Saved data entries
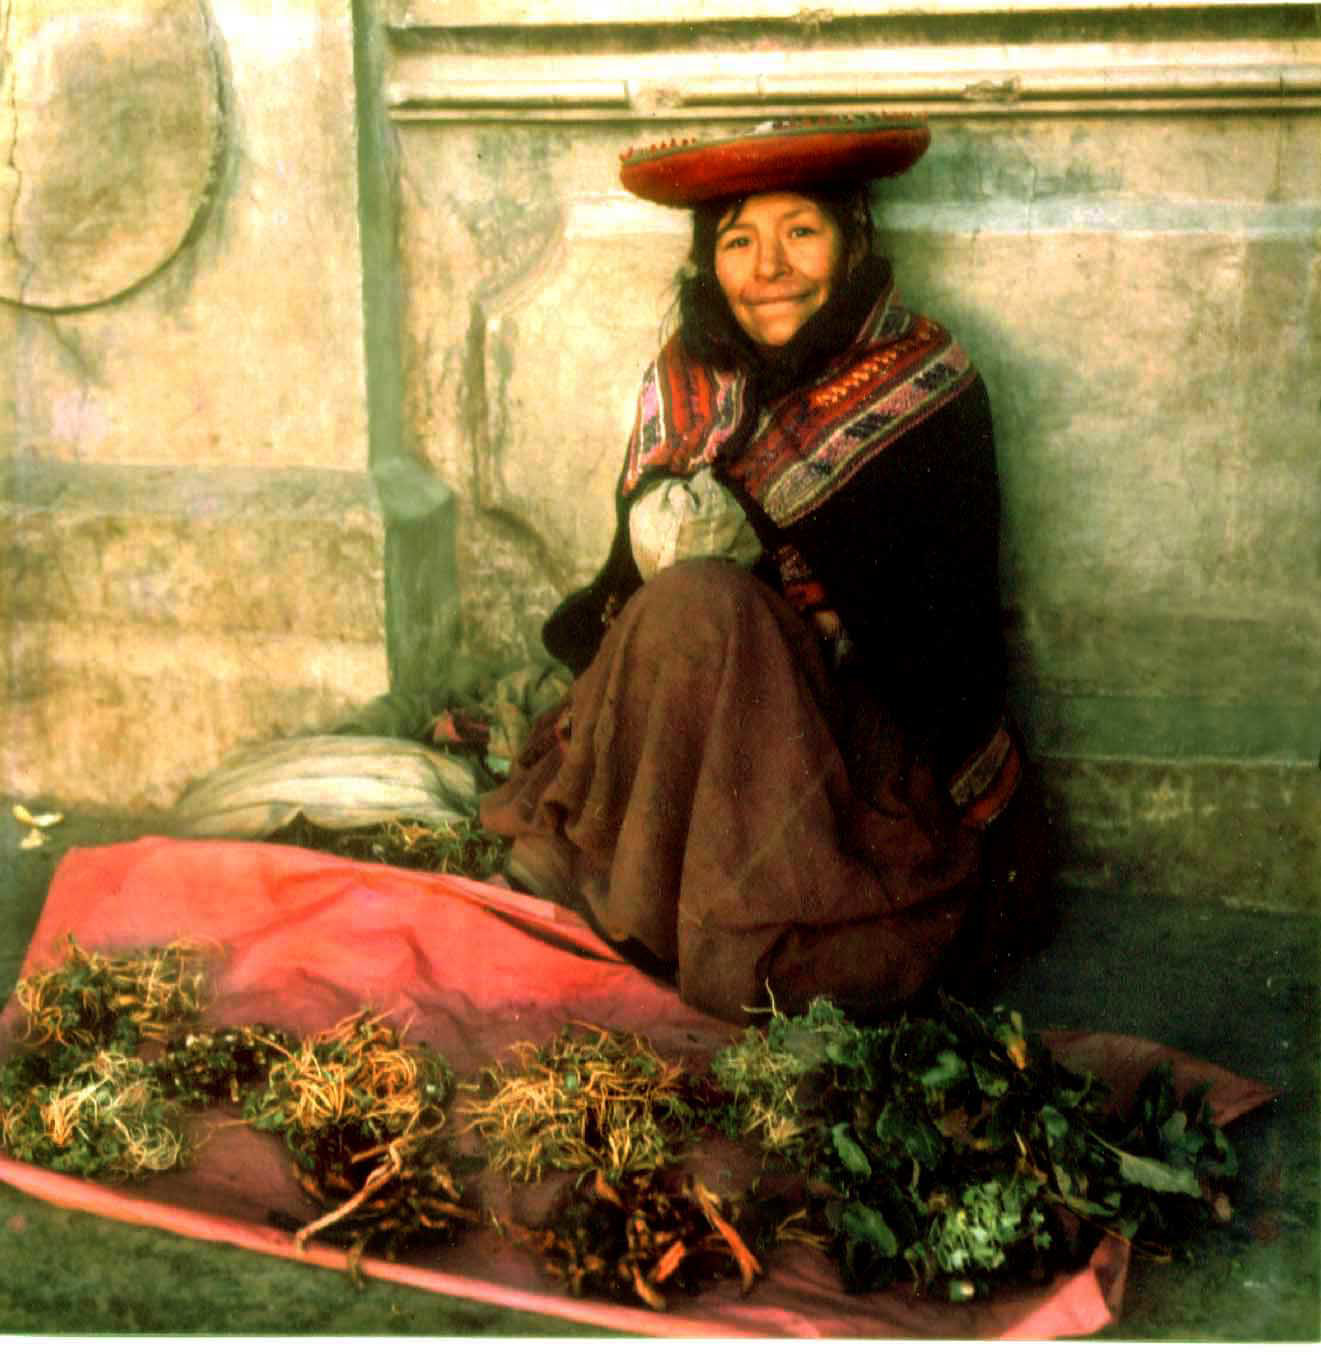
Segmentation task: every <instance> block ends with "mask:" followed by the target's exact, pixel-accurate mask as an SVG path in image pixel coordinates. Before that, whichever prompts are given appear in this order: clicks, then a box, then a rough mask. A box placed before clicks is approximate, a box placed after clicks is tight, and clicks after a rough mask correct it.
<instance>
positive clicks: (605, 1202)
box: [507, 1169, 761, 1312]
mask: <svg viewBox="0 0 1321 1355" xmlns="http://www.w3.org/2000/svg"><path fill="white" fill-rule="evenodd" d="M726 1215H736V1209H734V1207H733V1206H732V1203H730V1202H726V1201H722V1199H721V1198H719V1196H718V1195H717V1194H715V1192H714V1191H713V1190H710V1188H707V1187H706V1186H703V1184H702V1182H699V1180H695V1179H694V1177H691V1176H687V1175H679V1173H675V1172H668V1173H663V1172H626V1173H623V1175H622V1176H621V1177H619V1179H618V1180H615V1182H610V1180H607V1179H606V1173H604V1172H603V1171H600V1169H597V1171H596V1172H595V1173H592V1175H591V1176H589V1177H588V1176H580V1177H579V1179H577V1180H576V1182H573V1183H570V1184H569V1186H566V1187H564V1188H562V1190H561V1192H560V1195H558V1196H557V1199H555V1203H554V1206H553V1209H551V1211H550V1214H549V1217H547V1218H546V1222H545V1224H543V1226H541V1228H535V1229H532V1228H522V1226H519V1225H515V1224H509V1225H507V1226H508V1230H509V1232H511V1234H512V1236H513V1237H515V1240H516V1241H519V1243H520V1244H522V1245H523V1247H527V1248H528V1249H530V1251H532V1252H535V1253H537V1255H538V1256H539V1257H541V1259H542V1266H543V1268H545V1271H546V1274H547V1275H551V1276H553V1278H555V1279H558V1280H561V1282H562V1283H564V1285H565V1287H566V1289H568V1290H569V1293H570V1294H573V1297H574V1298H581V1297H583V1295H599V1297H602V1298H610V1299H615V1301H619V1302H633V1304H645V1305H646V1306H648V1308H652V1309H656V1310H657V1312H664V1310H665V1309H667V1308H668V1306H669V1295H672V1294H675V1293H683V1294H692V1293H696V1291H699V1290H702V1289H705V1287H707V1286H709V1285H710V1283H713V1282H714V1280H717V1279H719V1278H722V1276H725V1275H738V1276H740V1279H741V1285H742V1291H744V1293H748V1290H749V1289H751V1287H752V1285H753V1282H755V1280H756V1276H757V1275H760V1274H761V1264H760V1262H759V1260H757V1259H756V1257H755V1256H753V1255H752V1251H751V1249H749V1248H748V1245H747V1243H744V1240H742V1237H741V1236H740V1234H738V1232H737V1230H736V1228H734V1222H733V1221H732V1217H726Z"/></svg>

→ **HOW TO COMPLETE THIS TASK**: Copy out everything from the start of the rows down to the line that contains "box: [507, 1169, 761, 1312]", swapping "pixel-accurate" for "pixel-precise" and keeping the rest unchanged. Omit the pictures.

→ **OUTPUT**:
Segmentation task: every <instance> block ends with "mask:" followed by the target's exact, pixel-precise mask as an SVG path in image pixel coordinates. Before that, whichever prompts are given appear in this order: clicks, then a box, then a rough mask. A box placed before clicks is approximate, a box placed after clicks is tight, and clicks after a rough mask correct it.
<instance>
positive clicks: (605, 1202)
box: [507, 1169, 761, 1312]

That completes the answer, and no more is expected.